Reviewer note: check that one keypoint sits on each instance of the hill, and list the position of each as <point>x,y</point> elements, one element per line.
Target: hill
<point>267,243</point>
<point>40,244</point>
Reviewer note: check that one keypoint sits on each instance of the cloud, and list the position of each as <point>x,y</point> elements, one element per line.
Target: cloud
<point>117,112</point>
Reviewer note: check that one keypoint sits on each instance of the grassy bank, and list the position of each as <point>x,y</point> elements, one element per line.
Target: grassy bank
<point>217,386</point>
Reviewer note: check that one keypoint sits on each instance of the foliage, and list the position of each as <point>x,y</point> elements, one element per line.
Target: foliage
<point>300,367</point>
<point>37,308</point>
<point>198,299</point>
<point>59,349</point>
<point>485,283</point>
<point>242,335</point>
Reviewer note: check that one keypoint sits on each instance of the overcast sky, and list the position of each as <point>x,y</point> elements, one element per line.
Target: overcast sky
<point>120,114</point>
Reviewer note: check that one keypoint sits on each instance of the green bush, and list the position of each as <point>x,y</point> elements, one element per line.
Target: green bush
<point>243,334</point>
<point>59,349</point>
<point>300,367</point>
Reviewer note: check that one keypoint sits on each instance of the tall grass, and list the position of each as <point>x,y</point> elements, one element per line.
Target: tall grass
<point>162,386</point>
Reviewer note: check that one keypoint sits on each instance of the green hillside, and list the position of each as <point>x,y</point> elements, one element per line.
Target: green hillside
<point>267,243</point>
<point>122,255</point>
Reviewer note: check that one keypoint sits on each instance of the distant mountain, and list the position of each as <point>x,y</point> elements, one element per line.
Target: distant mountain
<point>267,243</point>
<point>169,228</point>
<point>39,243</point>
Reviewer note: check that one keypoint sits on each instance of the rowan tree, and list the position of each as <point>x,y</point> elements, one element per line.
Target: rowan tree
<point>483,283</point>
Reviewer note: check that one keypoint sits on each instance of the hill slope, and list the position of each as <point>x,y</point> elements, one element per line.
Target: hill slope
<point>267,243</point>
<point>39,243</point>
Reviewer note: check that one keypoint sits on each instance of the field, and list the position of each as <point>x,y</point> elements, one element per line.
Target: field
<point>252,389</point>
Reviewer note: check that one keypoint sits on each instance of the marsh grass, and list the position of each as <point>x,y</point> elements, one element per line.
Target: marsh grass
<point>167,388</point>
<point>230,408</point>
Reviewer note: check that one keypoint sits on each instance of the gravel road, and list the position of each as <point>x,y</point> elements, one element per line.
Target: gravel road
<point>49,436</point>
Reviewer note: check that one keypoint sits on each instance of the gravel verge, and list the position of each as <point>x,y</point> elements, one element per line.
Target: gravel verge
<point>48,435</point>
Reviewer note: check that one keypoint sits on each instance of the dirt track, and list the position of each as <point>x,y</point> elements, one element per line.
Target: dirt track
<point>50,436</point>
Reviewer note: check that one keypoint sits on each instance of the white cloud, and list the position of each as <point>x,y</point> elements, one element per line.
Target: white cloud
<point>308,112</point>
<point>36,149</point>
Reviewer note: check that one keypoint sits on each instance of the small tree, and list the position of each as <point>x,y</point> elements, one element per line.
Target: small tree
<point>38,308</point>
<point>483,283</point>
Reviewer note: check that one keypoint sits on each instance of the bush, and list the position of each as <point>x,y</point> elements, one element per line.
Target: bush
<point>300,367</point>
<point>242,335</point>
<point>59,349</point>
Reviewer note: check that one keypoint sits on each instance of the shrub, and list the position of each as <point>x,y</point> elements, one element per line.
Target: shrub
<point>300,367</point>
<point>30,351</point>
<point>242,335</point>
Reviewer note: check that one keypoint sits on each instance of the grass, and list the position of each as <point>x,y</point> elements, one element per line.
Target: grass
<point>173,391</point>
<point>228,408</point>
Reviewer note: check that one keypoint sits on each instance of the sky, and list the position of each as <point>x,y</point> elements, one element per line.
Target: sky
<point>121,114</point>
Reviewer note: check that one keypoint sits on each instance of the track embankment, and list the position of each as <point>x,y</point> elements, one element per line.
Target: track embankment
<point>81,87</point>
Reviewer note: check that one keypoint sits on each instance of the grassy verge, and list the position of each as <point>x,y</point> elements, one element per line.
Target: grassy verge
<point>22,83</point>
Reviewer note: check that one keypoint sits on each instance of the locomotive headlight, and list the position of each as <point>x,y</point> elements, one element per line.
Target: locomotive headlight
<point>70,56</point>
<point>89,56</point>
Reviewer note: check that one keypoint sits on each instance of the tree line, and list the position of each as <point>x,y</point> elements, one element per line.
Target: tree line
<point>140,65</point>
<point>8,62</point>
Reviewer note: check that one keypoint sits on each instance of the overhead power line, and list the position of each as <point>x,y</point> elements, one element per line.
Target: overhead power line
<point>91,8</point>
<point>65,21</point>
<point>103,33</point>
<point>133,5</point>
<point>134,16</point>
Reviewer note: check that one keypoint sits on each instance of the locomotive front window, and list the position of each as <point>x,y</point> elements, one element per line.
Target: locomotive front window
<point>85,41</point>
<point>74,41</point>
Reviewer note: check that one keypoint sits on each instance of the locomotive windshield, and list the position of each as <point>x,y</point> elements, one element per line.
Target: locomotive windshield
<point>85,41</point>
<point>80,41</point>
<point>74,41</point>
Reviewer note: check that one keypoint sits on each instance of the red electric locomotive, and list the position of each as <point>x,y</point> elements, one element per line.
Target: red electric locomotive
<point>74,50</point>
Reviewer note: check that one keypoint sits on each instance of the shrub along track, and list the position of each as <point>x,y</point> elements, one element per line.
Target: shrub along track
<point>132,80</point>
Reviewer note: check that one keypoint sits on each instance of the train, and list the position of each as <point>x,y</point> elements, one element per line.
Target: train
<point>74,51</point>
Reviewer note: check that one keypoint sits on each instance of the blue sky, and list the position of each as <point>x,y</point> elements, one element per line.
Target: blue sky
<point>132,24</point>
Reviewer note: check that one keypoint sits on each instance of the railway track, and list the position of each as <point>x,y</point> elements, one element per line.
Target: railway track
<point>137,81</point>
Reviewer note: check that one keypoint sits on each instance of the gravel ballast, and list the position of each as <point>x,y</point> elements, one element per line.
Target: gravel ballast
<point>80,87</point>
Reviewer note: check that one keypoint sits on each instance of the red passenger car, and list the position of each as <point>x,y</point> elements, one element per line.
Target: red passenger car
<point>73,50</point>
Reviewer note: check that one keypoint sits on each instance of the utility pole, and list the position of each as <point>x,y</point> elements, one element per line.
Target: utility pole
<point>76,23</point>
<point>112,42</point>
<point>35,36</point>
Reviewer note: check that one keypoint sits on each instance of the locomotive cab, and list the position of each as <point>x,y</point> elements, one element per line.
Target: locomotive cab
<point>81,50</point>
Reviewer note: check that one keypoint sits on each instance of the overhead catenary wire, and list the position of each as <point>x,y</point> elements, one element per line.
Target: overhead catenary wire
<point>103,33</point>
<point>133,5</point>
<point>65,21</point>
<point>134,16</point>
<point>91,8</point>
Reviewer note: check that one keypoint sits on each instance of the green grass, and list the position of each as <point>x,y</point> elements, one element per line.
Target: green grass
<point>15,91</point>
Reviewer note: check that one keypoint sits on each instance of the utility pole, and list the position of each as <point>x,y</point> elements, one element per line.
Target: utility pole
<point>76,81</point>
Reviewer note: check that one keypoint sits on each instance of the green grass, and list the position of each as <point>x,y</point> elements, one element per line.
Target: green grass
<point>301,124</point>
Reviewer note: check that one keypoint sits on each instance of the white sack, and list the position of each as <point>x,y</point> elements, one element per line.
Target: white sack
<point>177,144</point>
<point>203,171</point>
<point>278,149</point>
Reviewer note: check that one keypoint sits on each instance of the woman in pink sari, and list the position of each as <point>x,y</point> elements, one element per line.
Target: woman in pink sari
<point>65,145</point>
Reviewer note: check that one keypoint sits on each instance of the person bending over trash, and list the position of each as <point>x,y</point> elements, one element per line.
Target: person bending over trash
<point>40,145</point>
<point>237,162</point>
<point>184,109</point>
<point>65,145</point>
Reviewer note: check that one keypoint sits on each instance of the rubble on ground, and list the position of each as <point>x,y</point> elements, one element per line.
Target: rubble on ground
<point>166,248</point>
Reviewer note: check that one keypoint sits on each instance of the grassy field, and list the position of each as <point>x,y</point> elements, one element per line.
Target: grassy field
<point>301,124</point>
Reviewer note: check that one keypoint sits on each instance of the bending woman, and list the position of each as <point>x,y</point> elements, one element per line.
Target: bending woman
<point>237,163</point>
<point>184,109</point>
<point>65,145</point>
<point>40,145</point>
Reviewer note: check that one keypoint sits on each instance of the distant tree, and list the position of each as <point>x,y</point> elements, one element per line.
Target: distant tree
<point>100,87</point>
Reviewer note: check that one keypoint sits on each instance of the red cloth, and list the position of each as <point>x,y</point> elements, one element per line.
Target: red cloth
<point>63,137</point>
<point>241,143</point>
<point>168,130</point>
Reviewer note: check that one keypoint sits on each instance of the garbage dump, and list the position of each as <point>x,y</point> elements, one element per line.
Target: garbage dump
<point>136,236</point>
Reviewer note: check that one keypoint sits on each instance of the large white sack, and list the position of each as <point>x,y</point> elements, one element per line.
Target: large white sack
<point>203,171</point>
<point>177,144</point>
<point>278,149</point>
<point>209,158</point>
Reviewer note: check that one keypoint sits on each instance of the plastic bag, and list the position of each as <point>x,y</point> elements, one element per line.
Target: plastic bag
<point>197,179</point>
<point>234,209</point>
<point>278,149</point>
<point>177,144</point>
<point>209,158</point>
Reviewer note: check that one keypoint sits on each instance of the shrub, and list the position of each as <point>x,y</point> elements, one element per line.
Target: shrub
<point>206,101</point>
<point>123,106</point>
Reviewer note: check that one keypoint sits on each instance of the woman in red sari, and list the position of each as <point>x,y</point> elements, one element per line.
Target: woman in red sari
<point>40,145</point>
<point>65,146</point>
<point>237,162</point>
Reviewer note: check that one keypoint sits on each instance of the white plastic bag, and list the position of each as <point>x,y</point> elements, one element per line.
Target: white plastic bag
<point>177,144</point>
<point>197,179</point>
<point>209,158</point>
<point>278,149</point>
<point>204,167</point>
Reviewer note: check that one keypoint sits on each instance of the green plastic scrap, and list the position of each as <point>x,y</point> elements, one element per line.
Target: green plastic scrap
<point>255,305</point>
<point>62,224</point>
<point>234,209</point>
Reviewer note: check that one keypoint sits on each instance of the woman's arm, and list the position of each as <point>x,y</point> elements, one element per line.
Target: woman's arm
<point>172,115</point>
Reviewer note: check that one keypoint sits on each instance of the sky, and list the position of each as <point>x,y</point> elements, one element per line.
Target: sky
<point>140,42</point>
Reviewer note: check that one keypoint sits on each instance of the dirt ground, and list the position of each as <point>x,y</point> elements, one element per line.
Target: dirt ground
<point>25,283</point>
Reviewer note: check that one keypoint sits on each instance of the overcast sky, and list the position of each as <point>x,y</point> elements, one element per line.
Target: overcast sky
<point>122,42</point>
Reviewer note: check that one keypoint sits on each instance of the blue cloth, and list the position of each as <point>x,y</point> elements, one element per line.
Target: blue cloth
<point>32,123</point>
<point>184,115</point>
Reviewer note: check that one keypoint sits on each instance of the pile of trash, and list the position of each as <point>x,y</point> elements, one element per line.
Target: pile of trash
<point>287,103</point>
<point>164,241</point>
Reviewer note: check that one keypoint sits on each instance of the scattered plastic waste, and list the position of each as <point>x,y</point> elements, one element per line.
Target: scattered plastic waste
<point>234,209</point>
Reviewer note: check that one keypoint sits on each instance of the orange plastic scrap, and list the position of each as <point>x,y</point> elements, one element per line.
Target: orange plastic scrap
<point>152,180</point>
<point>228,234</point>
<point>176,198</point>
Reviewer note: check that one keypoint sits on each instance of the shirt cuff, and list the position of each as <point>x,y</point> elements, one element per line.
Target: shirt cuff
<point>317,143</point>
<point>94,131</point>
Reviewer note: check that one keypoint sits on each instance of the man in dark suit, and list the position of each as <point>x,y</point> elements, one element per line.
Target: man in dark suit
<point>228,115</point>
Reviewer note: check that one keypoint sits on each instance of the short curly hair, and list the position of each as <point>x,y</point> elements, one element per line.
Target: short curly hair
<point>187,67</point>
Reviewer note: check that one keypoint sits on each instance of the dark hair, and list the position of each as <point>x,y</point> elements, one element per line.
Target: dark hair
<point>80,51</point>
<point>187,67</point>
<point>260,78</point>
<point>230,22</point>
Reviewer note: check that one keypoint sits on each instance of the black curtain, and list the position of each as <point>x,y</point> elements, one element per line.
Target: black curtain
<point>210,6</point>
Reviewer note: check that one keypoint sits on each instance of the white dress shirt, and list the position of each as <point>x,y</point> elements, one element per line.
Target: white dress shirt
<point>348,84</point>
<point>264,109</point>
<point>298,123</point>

━━━━━━

Stated task: Lay out the lines starting at the one containing "dark suit, and" and ending at the one containing "<point>210,6</point>" as a Markdown table with the columns Row and Text. Put a row number in Row and each line in Text, and leave out blank lines.

Task answer:
| Row | Text |
|---|---|
| 1 | Reviewer note: check that one keypoint sits on each instance of the man in dark suit, and list the position of each as <point>x,y</point> elements, one element per line. |
| 2 | Target: man in dark suit |
| 3 | <point>228,115</point> |
| 4 | Reviewer note: check that one keypoint sits on each instance of the short curly hair, and list the position of each as <point>x,y</point> elements, one element per line. |
| 5 | Target: short curly hair |
| 6 | <point>187,67</point> |
| 7 | Reviewer note: check that one keypoint sits on each instance of the dark hair, and list the position of each as <point>x,y</point> elements, one element per line. |
| 8 | Target: dark hair |
| 9 | <point>80,51</point> |
| 10 | <point>187,67</point> |
| 11 | <point>260,78</point> |
| 12 | <point>230,22</point> |
| 13 | Reviewer note: check that one keypoint sits on each instance of the black curtain, and list the position of each as <point>x,y</point> elements, one element per line. |
| 14 | Target: black curtain |
| 15 | <point>210,6</point> |